As relações complicadas com o pai e a mãe – já exorcizadas, respectivamente, em “Fun Home” (Contraponto, 2012) e “Are you my mother?” (inédito em português) – as suas escolhas de vida, em termos de estudos, orientação sexual e opções profissionais, com a banda desenhada, a impor-se progressivamente, vão desfilando perante o olhar do leitor, à medida que este vai voltando as páginas.
Com um traço solto, neste livro servido pela primeira vez pelas cores de Holly Rae Taylor, e um grande à-vontade na planificação que torna a leitura fluída e dinâmica, Bechdel exibe aqui uma certa ironia cativante e com que se questiona, que contrasta com as suas dúvidas existenciais e com o negativismo que a assoberba constantemente.

Itens guardados:
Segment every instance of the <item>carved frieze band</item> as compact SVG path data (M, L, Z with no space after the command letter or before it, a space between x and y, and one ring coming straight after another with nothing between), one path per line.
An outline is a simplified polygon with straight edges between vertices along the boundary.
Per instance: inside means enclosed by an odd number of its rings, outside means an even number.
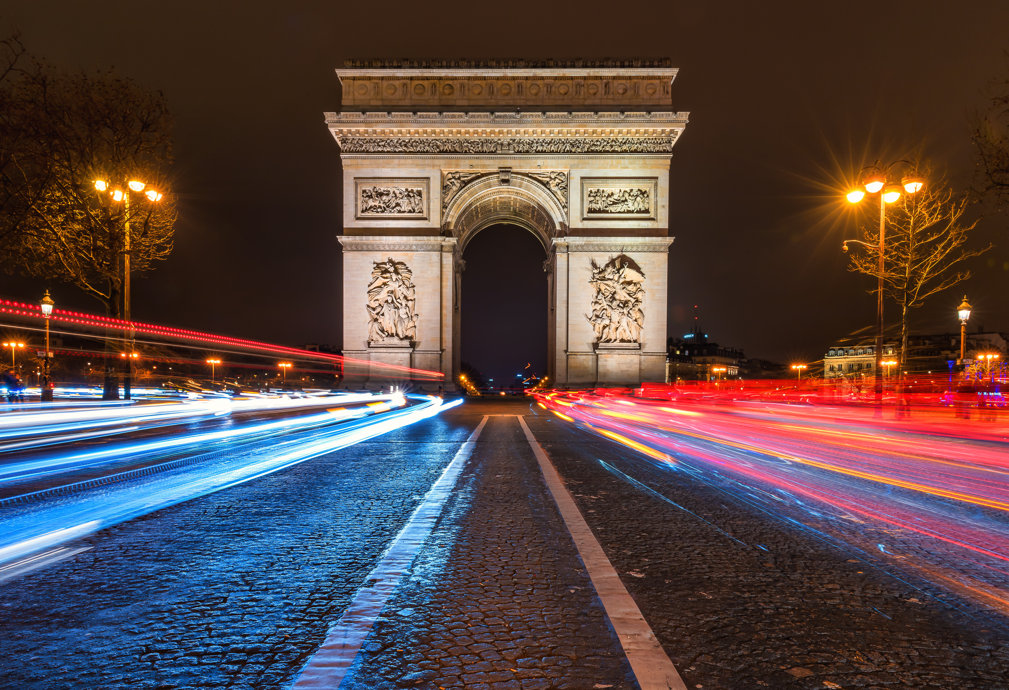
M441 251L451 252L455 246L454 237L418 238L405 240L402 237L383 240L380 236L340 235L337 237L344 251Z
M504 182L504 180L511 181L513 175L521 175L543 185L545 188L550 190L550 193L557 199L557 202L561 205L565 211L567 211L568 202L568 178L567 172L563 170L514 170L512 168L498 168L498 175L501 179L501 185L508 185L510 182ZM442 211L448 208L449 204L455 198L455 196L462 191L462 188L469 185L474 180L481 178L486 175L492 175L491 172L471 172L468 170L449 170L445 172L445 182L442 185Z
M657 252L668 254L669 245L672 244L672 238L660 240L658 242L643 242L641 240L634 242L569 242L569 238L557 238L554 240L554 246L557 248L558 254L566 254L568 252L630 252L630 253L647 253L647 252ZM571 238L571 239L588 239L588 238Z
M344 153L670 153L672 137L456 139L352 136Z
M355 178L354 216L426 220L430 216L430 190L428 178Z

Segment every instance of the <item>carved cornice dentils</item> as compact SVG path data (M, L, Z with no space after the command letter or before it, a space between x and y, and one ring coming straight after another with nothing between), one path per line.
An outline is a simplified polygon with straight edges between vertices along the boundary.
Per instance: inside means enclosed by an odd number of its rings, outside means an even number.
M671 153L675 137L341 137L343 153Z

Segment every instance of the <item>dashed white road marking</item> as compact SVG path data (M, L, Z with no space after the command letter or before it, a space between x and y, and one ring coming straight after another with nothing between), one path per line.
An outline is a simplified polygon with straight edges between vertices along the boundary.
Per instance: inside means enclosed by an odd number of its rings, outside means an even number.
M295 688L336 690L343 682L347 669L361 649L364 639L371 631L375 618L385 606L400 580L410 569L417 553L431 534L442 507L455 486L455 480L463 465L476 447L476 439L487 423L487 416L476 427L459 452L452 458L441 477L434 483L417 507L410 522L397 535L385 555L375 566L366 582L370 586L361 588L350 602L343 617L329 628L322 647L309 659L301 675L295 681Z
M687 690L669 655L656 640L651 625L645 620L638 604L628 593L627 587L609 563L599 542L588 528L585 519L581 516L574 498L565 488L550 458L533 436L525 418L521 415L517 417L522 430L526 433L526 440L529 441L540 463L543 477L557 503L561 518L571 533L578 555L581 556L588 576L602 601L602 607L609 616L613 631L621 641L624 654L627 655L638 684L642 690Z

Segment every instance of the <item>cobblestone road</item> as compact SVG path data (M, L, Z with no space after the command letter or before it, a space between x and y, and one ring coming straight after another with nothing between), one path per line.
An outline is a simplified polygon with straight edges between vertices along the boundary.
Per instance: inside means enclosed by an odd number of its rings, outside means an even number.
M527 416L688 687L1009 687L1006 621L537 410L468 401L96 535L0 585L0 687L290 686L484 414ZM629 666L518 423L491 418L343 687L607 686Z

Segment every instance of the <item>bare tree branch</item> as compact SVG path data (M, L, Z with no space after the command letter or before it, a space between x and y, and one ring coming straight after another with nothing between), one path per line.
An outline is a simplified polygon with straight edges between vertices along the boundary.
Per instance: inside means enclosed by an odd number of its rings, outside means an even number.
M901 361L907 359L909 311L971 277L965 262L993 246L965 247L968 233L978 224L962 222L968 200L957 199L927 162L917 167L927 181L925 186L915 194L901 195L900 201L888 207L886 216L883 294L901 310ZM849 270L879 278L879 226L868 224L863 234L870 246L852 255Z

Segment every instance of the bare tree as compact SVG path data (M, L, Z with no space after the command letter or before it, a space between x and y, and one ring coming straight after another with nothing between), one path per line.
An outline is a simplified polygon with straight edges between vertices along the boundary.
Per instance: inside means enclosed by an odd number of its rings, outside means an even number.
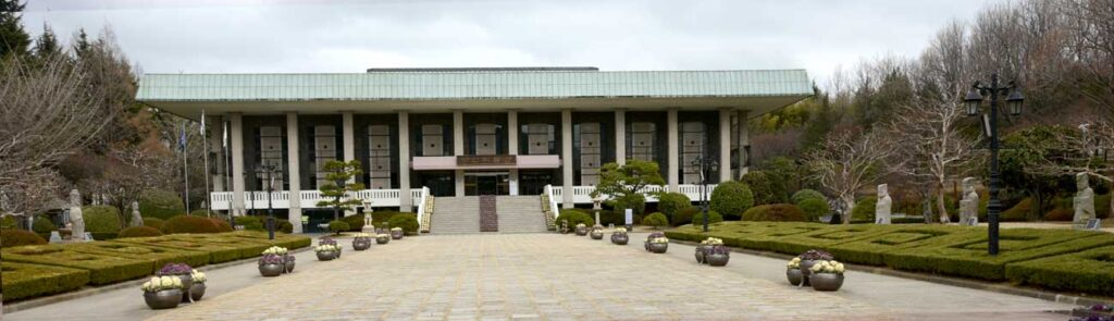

▶ _Lista de tarefas_
(1) Pode resumir o texto sobre Bechdel em exatamente duas frases?
(2) Em que domínios, segundo o texto sobre Bechdel, se inscrevem as escolhas de vida mencionadas?
(3) Pode retomar o texto sobre Bechdel, continuando a partir da última frase?

▶ _Respostas_
(1) As relações complicadas com o pai e a mãe, já tratadas em “Fun Home” e “Are you my mother?”, e as escolhas de vida de Bechdel em termos de estudos, orientação sexual e opções profissionais vão desfilando perante o leitor, com a banda desenhada a impor-se progressivamente. Com traço solto, cores de Holly Rae Taylor pela primeira vez e uma planificação que torna a leitura fluida e dinâmica, Bechdel exibe uma ironia cativante que contrasta com as suas dúvidas existenciais e com o negativismo que a assoberba.

(2) Estudos, orientação sexual e opções profissionais.

(3)
Apesar desta aparente leveza e simplicidade narrativa, que o relato desconstrói e nega, revelando como o acto criativo tem sempre para Bechdel uma elevada quota de esforço, transpiração e auto-imposição, há muito para descobrir nas entrelinhas de “O segredo da força sobre-humana” pelo que se recomenda mais do que uma leitura desta viagem que, sendo primordialmente pessoal, também nos leva em passo de corrida pelas mudanças estruturais da sociedade norte-americana, nomeadamente ao nível da concessão de oportunidades e reconhecimento das mulheres.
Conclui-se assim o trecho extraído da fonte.